→ Text block
------------------------------------------------

Prepare data for Custom Speech

When testing the accuracy of Microsoft speech recognition or training your custom models, you'll need audio and text data. On this page, we cover the types of data a custom speech model needs.

Data diversity

Text and audio used to test and train a custom model need to include samples from a diverse set of speakers and scenarios you need your model to recognize. Consider these factors when gathering data for custom model testing and training:

  • Your text and speech audio data need to cover the kinds of verbal statements your users will make when interacting with your model. For example, a model that raises and lowers the temperature needs training on statements people might make to request such changes.
  • Your data need to include all speech variances your model will need to recognize. Many factors can vary speech, including accents, dialects, language-mixing, age, gender, voice pitch, stress level, and time of day.
  • You must include samples from different environments (indoor, outdoor, road noise) where your model will be used.
  • Audio must be gathered using hardware devices the production system will use. If your model needs to identify speech recorded on recording devices of varying quality, the audio data you provide to train your model must also represent these diverse scenarios.
  • You can add more data to your model later, but take care to keep the dataset diverse and representative of your project needs.
  • Including data that is not within your custom model recognition needs can harm recognition quality overall, so do not include data that your model does not need to transcribe.

A model trained on a subset of scenarios can only perform well in those scenarios. Carefully choose data that represents the full scope of scenarios you need your custom model to recognize.


Start with small sets of sample data that match the language and acoustics your model will encounter. For example, record a small but representative sample of audio on the same hardware and in the same acoustic environment your model will find in production scenarios. Small datasets of representative data can expose problems before you have invested in gathering a much larger datasets for training.

To quickly get started, consider using sample data. See this GitHub repository for sample Custom Speech data

Data types

This table lists accepted data types, when each data type should be used, and the recommended quantity. Not every data type is required to create a model. Data requirements will vary depending on whether you're creating a test or training a model.

Data type Used for testing Recommended quantity Used for training Recommended quantity
Audio Yes
Used for visual inspection
5+ audio files No N/A
Audio + Human-labeled transcripts Yes
Used to evaluate accuracy
0.5-5 hours of audio Yes 1-20 hours of audio
Plain text No N/a Yes 1-200 MB of related text
Pronunciation No N/a Yes 1 KB - 1 MB of pronunciation text

Files should be grouped by type into a dataset and uploaded as a .zip file. Each dataset can only contain a single data type.


When you train a new model, start with plain text. This data will already improve the recognition of special terms and phrases. Training with text is much faster than training with audio (minutes vs. days).


Not all base models support training with audio. If a base model does not support it, the Speech service will only use the text from the transcripts and ignore the audio. See Language support for a list of base models that support training with audio data. Even if a base model supports training with audio data, the service might use only part of the audio. Still it will use all the transcripts.

In cases when you change the base model used for training, and you have audio in the training dataset, always check whether the new selected base model supports training with audio data. If the previously used base model did not support training with audio data, and the training dataset contains audio, training time with the new base model will drastically increase, and may easily go from several hours to several days and more. This is especially true if your Speech service subscription is not in a region with the dedicated hardware for training.

------------------------------------------------

→ Records
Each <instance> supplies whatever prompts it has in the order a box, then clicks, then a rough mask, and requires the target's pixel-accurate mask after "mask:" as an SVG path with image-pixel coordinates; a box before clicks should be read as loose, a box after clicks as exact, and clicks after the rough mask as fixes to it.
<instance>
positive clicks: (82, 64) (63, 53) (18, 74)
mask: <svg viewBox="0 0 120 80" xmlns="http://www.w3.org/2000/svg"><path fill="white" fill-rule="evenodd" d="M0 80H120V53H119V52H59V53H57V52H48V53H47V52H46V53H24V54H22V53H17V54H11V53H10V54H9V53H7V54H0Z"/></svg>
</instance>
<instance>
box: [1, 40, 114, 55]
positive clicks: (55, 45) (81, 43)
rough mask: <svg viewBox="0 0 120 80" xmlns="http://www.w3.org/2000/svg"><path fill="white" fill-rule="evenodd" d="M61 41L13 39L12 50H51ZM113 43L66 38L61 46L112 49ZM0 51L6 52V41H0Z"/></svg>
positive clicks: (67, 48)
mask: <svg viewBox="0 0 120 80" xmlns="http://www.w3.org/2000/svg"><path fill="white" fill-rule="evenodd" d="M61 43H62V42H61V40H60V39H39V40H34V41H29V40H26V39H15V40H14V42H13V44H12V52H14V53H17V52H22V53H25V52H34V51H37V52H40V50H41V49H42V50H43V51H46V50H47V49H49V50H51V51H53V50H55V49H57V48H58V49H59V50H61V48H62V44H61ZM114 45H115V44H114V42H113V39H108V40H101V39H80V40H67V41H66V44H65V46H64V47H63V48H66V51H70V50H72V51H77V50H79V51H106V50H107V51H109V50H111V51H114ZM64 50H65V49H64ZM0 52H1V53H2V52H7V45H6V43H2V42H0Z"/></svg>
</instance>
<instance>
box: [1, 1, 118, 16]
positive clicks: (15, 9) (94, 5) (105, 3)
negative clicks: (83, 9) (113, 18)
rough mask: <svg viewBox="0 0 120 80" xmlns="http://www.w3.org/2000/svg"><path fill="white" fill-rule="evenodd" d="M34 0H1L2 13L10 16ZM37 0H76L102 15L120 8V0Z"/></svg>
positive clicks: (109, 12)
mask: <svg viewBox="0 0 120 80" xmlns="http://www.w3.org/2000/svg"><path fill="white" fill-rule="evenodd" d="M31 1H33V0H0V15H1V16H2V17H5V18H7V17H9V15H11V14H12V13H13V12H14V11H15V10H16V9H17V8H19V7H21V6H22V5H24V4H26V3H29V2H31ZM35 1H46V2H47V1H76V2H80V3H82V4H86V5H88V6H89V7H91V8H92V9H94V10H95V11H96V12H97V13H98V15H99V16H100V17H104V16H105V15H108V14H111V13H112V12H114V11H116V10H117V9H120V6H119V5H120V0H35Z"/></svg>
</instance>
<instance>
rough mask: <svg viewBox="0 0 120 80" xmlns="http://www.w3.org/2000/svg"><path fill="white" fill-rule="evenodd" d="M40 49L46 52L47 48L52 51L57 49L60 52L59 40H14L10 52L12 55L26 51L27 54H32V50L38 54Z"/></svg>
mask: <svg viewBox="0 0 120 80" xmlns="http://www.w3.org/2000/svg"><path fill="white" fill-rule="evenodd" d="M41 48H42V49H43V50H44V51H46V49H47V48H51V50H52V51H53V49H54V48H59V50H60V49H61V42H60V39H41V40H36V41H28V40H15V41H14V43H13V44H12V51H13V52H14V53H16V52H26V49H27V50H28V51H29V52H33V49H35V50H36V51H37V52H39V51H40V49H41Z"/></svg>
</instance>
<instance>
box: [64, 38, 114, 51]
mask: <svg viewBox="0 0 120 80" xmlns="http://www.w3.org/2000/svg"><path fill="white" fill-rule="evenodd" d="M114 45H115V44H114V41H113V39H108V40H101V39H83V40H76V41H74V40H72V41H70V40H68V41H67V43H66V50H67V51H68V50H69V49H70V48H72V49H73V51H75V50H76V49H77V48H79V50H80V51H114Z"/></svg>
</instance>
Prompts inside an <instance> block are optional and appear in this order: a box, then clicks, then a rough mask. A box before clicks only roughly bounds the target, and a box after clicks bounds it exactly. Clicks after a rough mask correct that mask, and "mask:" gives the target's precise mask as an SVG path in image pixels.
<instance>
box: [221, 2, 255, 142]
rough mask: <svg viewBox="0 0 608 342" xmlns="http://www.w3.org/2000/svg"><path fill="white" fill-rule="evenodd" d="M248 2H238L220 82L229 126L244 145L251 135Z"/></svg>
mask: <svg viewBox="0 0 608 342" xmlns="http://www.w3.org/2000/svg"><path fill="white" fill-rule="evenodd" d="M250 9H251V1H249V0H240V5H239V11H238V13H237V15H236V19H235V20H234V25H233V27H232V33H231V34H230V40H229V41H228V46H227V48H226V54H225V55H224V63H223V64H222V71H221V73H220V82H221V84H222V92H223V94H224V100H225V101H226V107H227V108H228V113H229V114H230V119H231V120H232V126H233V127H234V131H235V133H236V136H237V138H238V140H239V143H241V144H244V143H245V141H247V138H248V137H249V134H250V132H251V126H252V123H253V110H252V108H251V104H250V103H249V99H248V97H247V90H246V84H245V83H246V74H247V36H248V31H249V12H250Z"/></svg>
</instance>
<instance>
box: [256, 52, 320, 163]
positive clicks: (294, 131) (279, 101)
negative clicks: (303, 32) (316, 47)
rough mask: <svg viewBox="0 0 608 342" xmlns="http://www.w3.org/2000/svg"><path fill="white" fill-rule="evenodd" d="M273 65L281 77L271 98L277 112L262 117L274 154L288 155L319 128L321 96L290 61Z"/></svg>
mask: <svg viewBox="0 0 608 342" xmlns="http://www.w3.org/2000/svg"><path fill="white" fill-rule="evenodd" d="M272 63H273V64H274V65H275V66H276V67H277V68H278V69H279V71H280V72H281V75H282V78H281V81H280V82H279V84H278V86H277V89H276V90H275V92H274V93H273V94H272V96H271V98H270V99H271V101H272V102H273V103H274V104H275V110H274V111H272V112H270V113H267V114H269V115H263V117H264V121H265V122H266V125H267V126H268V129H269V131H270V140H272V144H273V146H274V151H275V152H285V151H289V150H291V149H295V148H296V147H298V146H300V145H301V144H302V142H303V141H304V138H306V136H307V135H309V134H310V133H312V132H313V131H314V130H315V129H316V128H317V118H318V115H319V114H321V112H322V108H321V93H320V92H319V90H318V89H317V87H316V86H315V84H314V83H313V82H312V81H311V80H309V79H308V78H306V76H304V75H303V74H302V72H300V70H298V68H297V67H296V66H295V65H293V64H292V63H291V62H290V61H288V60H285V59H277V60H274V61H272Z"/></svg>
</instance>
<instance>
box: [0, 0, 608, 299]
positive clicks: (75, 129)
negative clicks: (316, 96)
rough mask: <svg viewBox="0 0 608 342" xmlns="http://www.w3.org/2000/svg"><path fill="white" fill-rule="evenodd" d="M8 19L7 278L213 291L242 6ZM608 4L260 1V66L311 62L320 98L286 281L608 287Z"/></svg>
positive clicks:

------------------------------------------------

→ Required action A
Name each factor that the Custom Speech data page lists as something that can vary speech.
→ Required action B
Echo everything in the Custom Speech data page from "When testing the" down to "request such changes.", without changing a word.

→ Your solution A
accents, dialects, language-mixing, age, gender, voice pitch, stress level, time of day

→ Your solution B
When testing the accuracy of Microsoft speech recognition or training your custom models, you'll need audio and text data. On this page, we cover the types of data a custom speech model needs.

Data diversity

Text and audio used to test and train a custom model need to include samples from a diverse set of speakers and scenarios you need your model to recognize. Consider these factors when gathering data for custom model testing and training:

  • Your text and speech audio data need to cover the kinds of verbal statements your users will make when interacting with your model. For example, a model that raises and lowers the temperature needs training on statements people might make to request such changes.